* DATA PROVIDED *

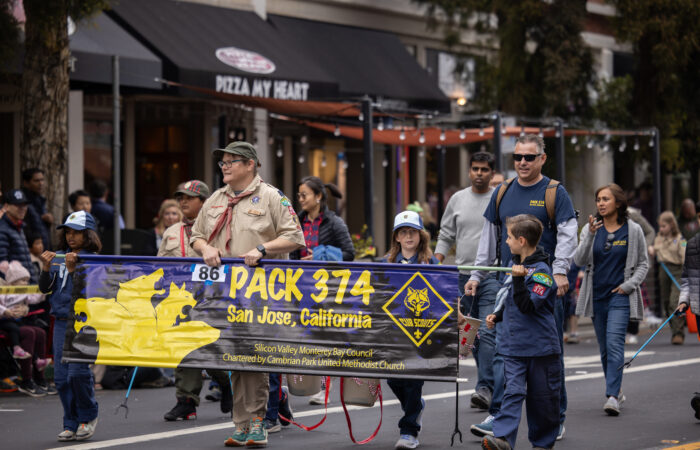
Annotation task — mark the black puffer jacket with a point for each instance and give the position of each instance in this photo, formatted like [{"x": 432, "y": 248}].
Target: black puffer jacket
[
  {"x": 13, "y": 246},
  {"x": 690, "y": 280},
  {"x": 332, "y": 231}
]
* * *
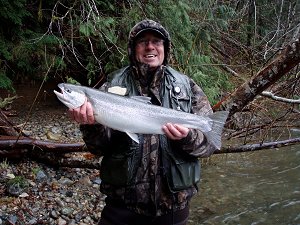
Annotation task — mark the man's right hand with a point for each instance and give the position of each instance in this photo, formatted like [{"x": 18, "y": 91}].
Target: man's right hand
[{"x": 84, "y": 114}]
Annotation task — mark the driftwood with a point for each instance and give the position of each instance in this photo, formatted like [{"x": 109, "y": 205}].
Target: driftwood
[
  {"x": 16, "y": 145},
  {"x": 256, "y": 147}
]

* EXERCISE GOAL *
Pick out every line of the entries above that contains the word "jacket", and copy each one in full.

* COMPLETE RESPONSE *
Annotation task — mark the black puffer jacket with a point for each instance and give the position of each instance in this photo, formatted like [{"x": 432, "y": 248}].
Target: black puffer jacket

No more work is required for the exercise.